_Document segment:_
The Division of Children and Family Services (DCFS) works to ensure safety and permanency for children and youth of all ages and to strengthen families. The division, which is comprised of more than a thousand employees across 10 service areas throughout the state, works alongside national and local partners to respectfully engage children and youth, families, and communities to prevent and protect them from child abuse and neglect, provide safety and stability through foster care, and permanency through reunification, adoption, and other services.

Prevention & Protection

DCFS believes the best way to protect children and youth from abuse is to prevent it from happening. To do that, DCFS offers comprehensive prevention programs and services which focus on the overall health and well-being of both children and families and are designed to promote resilience and parent capacity while also preventing child maltreatment.

DCFS uses both federal and state funding provided by the Children’s Bureau Community-Based Child Abuse Prevention (CBCAP) grant and the Arkansas Children’s Trust fund to fund programs and services throughout the state like the Baby and Me Program, enhancing schools that implement the Community School Model and supporting families in need.

While prevention is a goal of DCFS, families in the child welfare system are often already experiencing abuse, neglect, or other harmful circumstances by the time they are referred to DCFS. The division works to provide protection to children and youth in these circumstances through timely and thorough investigations and providing services to strengthen the entire family in the home. When necessary, the division temporarily removes children from their homes and places them in foster care to offer them the safety and stability they need to thrive.

_Problem description:_
Answer these questions from the DCFS overview above.
(a) Across how many service areas are the division's employees spread?
(b) Which two funding sources does DCFS use to fund programs and services throughout the state?
(c) When necessary, what does the division do to offer children the safety and stability they need?

_Supplied material:_
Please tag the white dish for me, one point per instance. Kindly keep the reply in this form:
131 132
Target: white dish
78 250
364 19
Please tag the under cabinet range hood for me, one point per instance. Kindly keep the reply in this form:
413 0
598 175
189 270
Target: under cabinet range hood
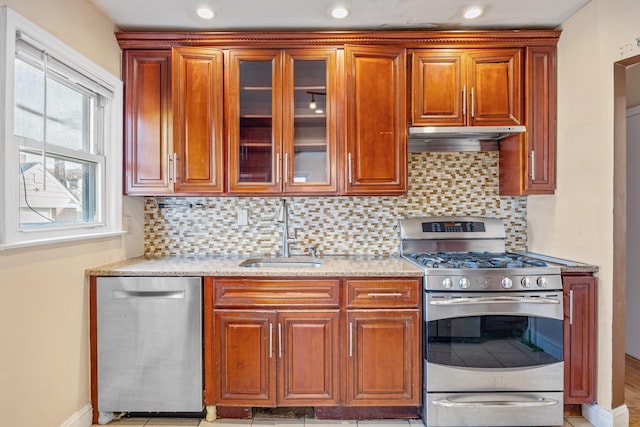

_Exercise response:_
(a) 10 service areas.
(b) The Children's Bureau Community-Based Child Abuse Prevention (CBCAP) grant and the Arkansas Children's Trust fund.
(c) It temporarily removes children from their homes and places them in foster care.